* _Texto proporcionado_:
Más de nueve mil kilómetros me separan de Valérie Trierweiler; al terminar de leer su libro Merci pour ce moment (Gracias por este momento), me siento trastornado; lo que extrae de su transparente intimidad quien fue primera dama de Francia revela una insólita por no decir ingenua o genuina transparencia. No es tan solo el grito desesperado de una mujer enamorada, sino el eco de todas quienes fueron pisoteadas, ignoradas, tambaleadas según el voluble humor de quienes las celaban, las querían como posesiones personales hasta después de haberlas despedido. El más desprendido amor se ve calificar como “faribole” por el presidente Hollande. Faribole viene a significar algo menos que nada, podría haberse dicho fredaine, babiole, bricole, bagatelle, baliverne, calembredaine, sornette. Ciertos hombres pretenden barrer con un simple vocablo un amor puesto a prueba durante casi tres lustros. Es fácil construir un muro a prueba de quejas, de sonidos, de palabras, no se restaña una herida para detener un sangrado, se la ignora o se la vuelve a irritar si tiene la pretensión de querer curarse.

* _Objetivo A_: En el texto sobre Trierweiler, ¿con qué vocablo califica el presidente Hollande el más desprendido amor?
* _Objetivo B_: Prosiga el texto sobre Trierweiler a partir de su última oración.
El listado procede de una fuente ajena al texto sobre Trierweiler.

Listado de colocación de puntos
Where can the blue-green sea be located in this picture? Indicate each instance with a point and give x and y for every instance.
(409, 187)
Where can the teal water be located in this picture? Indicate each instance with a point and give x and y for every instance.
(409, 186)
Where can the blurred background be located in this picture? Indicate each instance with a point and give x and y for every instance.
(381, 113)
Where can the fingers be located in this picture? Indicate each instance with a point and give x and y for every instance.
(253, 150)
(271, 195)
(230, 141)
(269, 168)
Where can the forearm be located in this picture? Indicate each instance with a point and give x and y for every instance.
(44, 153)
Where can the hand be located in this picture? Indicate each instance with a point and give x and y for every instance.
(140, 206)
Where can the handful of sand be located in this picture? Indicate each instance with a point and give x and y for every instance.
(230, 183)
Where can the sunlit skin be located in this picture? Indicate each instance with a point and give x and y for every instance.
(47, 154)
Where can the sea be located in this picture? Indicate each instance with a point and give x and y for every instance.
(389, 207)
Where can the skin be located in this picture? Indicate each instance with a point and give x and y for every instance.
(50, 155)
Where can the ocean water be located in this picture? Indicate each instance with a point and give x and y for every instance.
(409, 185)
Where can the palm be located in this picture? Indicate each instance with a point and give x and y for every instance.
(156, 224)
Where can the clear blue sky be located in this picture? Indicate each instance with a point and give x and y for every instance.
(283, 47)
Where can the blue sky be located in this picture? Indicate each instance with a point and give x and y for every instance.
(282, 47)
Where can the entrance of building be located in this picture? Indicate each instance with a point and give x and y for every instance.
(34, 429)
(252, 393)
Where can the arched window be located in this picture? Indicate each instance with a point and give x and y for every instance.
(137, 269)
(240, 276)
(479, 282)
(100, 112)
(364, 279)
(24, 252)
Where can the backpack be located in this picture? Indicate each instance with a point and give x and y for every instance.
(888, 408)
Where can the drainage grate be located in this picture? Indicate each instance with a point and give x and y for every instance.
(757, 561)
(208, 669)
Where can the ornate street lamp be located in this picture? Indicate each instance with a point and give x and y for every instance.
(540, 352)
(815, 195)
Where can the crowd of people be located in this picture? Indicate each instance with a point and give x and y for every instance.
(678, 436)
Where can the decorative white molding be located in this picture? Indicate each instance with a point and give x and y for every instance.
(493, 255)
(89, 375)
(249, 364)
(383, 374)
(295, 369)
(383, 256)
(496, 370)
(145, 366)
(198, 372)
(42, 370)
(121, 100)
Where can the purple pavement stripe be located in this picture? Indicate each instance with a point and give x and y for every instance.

* _Resultado del ejercicio A_: Con el vocablo «faribole».

* _Resultado del ejercicio B_:
Valérie intenta perderse en medio de libros cuyo aroma le fascina. “El corazón tiene la edad de aquellos que ama”, decía Proust. Ha de existir cierto metabolismo afectivo que rige nuestra forma de digerir la tristeza, pero ella no termina de aprender, aquella confesión pasmosa sigue goteando dolor. El amor absoluto intenta filtrar los peores recuerdos, equilibrarlos con la evocación de un beso en particular, una cena, un paseo. Madame Trierweiller es a la vez una dama, una muchachita como las hay en cualquier pueblo de provincia. Lazos estrechos la unen a su infancia, su terruño, ama las flores, la música, el vino, los niños, las personas de corazón diáfano sin importar el nivel social, el color de la piel. Entre la pasión encendida, la ternura escondida hay lugar para un eventual suicidio aunque existan muchas maneras de morir sin atentar contra nuestra propia vida. Quizás es más fácil tragar de una vez un puñado de pastillas que arrastrar durante años despiadadas cadenas.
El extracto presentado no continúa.